*Text passage*
::::

The field of
Computer Systems Architecture has always been fueled by the need to harness the
power of physical processes at scale. Before the advent of electronic digital
computing, many pioneers worked with other physical phenomena: in the late 19th
Century Charles Sander Peirce studied geography and
the behavior or pendulums (geodesy); at the
turn of the 20th century analog tide prediction machines were developed by Sir WIlliam
Thompson (who became Lord Kelvin); in 1928 Vannevar Bush designed an analog computer that could
approximately solve an arbitrary sixth-order differential equation.
The power of digital computing lies in an approximate truth:
The digital overlay
on analog circuits provides a means by which human designers can limit the
variety of phenomena that might be used to automate computation. John von Neumann commented on the fact that wind tunnels, essentially
specialized analog computers, would be replaced by digital simulation. However the digital overlay also places limitations on our
ability to make use of some very powerful operations, such as
near-instantaneous multiplication, that are possible in analog circuits. Today, neuromorphic computing represents a hybrid
form of analog and digital computing.
The software toolkit
of system developers, including operating systems, compilers and networks, all
developed as means of gaining control over and increasing the convenience of
using digital systems at scale. Each of them is based in some way on the
adoption of a model of use that is different from the underlying properties of
the physical system, and in many cases by the acceptance of probabilistic (as
opposed to deterministic) correctness. They create a useful illusion, or in
more technical language, a virtual world.

::::

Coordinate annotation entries
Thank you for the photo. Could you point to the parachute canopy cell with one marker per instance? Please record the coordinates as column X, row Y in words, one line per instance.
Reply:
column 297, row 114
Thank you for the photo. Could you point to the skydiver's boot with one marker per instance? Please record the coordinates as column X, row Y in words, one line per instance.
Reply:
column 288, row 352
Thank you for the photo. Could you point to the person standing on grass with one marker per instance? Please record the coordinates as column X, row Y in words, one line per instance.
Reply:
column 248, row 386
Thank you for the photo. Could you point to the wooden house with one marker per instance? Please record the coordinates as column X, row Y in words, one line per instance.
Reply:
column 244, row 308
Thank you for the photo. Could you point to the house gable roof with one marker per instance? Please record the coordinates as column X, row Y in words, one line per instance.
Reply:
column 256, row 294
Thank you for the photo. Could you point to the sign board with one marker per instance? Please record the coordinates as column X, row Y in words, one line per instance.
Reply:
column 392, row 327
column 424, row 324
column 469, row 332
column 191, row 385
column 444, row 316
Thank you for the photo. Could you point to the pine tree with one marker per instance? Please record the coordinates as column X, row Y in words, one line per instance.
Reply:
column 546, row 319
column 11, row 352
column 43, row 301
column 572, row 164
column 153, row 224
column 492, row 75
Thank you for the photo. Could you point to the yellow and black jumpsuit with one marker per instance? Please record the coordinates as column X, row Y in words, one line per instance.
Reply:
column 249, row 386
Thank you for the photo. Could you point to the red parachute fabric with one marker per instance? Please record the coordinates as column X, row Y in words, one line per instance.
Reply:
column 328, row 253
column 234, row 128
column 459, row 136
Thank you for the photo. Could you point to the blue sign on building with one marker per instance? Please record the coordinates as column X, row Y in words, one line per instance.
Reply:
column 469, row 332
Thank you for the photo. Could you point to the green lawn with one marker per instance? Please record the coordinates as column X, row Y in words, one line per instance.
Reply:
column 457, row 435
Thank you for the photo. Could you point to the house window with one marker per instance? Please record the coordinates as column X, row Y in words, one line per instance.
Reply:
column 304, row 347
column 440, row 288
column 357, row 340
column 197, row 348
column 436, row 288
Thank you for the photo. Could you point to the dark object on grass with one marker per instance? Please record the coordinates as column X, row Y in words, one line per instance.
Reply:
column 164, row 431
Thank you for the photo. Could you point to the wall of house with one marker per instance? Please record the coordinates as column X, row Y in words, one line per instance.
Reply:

::::

*Problem statement*
Continue the passage on computer systems architecture, starting right after its final sentence.

*Task result*
Early computers were
single-user devices, and operating systems were developed to assist in the
tedious task of going from an “empty” boot configuration to one that could run
application code. As a teenager I entered the boot sequence (from a note taped to
the console) of a PDP-11 into its toggle switches (see Figure 1) one binary word at
a time, running the program which read the user interface from the card reader
and then using that to load an application and data from magnetic tape or disk.
Coordination of multiple sequential users was through the adoption of software
conventions in the use of shared resources (e.g. disk file system format).
Trust was a key element.
Figure 1: The PDP-11 console. By Retro-Computing Society of Rhode Island
- Own work, CC BY-SA 3.0, https://commons.wikimedia.org/w/index.php?curid=4656467
Timesharing and multitasking created a persistent
execution environment and automated the loading and isolation of multiple
users. Early virtual machines would implement a separate operating system image for each
user within an isolated execution conclave. The notion of an “operating system process” (and later, threads) evolved
as a more lightweight form of multiprogramming within a single operating system
instance.
Virtual machines and
processes presented an opportunity to enhance the execution model with apparent
characteristics that in some ways exceeded the capabilities of the underlying
physical system, at the expense of other resources. Virtual memory enabled the total main
memory allocated to program execution to exceed that physically installed in
the system by using data movement and storage resources. The tradeoff was
potentially slower program execution. Today, the difference between the native
capabilities of a computing system and the services available to user mode
processes in a modern operating system (e.g. Linux or MS Windows) is
like day and night.
Such augmentation of
the programming model has no effect on the range of computations that are
possible with a given hardware configuration. All computer systems are in fact finite state machines, and so the class of problems
that they can solve at arbitrary scale is limited to the recognition of regular languages.
However sophisticated runtime systems allow the simulation of much more
sophisticated mechanisms, including any computable function, on datasets up to some maximum
size. Beyond that point, the simulation may terminate due to lack of memory resources.
Paged virtual memory greatly extends that
limit on arbitrary computation by using secondary storage and data movement,
allowing it to operate on larger datasets. Note that a solution that is
designed to operate with specific finite resources can sometimes operate on
datasets that are even larger than the maximum enabled by demand paging. Thus paging does not extend the capabilities of the system, but enables much simpler and more intuitive
application development.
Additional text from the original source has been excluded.